(Records contained in a dataset)

========================================================================

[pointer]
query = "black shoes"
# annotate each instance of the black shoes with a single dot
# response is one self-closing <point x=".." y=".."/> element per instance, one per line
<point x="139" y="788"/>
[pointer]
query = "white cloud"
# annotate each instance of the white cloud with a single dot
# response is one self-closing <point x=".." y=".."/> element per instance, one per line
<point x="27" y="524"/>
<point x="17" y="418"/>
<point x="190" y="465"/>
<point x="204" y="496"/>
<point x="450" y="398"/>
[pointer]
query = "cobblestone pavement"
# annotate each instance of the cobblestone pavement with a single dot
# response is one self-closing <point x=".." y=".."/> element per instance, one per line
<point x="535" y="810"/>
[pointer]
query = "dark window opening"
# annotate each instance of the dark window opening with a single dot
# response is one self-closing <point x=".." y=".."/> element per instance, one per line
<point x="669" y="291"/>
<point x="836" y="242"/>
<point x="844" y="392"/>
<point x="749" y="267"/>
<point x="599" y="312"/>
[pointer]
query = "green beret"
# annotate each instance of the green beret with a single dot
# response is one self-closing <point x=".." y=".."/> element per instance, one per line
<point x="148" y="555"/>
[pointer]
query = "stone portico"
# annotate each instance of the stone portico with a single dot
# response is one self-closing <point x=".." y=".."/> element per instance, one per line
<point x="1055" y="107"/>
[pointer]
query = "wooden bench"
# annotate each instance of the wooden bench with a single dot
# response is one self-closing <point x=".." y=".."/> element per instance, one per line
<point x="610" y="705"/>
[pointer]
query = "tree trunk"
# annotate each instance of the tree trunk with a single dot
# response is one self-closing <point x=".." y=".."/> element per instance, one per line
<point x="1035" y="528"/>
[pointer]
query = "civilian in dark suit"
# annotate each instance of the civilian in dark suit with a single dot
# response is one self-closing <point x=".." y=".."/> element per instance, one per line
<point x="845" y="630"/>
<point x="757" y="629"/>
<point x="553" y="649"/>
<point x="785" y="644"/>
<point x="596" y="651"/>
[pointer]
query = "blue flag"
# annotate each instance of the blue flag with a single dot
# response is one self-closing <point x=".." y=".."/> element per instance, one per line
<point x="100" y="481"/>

========================================================================

- [TRY IT]: Whichever lines of the records above hold the word "white" should all be copied out.

- [ANSWER AREA]:
query = "white cloud"
# annotate each instance of the white cloud with a single dot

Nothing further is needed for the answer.